Directions for this task - Below are some records. Print exactly the lines between the one holding "Traffic-operations request: mark the boy's face" and the one holding "Traffic-operations request: mark the reflection of woman", inclusive, and nothing else.

Information shown -

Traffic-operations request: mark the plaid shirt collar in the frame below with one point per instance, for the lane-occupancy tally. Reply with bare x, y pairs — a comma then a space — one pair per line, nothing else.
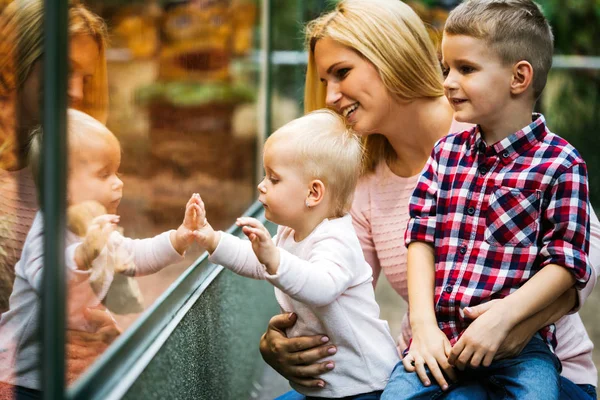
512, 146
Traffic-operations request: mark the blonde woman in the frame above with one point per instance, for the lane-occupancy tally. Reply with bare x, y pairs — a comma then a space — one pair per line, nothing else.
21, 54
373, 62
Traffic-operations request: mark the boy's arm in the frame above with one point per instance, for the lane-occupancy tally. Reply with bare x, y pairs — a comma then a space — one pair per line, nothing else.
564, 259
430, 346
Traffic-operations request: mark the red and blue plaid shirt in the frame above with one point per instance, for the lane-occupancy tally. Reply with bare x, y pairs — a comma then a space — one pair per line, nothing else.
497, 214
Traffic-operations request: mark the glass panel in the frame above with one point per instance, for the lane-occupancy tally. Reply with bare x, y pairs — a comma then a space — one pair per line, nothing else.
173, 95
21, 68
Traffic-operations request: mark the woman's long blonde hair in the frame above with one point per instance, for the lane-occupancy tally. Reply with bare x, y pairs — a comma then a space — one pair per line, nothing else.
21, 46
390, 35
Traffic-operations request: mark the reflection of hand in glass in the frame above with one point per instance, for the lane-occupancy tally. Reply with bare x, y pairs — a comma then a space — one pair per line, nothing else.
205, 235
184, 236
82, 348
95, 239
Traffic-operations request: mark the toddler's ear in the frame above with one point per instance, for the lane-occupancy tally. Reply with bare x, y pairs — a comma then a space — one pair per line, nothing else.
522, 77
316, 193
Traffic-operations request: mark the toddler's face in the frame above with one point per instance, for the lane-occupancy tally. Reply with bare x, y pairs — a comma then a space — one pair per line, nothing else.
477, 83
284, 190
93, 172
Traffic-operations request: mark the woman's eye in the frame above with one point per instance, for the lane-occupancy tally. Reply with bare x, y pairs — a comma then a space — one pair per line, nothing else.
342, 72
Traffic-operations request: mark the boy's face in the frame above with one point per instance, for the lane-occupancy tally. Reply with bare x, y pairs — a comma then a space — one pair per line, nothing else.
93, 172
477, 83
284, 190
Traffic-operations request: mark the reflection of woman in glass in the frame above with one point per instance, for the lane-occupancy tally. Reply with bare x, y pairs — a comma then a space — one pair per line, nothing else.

--

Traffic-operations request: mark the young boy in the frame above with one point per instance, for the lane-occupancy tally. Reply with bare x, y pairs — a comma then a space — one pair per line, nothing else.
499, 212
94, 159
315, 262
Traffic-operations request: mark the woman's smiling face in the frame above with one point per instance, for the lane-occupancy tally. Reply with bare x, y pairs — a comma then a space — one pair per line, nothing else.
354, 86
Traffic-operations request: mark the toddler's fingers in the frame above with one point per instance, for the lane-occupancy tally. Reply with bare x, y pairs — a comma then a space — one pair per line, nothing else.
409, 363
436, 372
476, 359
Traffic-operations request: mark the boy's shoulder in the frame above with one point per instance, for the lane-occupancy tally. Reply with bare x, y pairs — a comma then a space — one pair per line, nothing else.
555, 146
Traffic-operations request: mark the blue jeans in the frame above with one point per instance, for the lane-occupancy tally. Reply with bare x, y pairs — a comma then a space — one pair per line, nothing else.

Answer for the task -
Traffic-operations request: mark the boy's face in the frame above with one point per instance, for the lane-occupancy tally. Reply with bare x, y pairs — a comma then a space — one pair per line, nothing else.
93, 172
477, 83
284, 190
Traffic-operations request: mark the reflection of woman in glass in the frame above with one point per instance, for the lane-occupancy tally. Reply with bare x, y pairs — a comma then a space — one pair per line, nothing else.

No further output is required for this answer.